Supplied material -
_ _ _ _
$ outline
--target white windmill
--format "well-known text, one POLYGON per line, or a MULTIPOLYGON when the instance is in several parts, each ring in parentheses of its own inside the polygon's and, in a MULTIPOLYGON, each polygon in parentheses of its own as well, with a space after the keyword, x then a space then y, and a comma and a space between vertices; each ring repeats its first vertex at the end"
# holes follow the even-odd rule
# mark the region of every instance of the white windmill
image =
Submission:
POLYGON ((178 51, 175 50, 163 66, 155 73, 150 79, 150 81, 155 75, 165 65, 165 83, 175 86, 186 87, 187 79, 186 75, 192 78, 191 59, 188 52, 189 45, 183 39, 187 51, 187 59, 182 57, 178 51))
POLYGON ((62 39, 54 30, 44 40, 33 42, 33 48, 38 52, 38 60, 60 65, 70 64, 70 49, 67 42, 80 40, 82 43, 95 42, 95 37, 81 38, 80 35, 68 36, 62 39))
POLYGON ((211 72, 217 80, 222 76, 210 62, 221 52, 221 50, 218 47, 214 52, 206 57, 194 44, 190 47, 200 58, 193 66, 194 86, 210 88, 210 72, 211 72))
_ _ _ _
Job -
List each line in the records above that contains the word "white".

Response to the task -
--target white windmill
# mark the region of every instance of the white windmill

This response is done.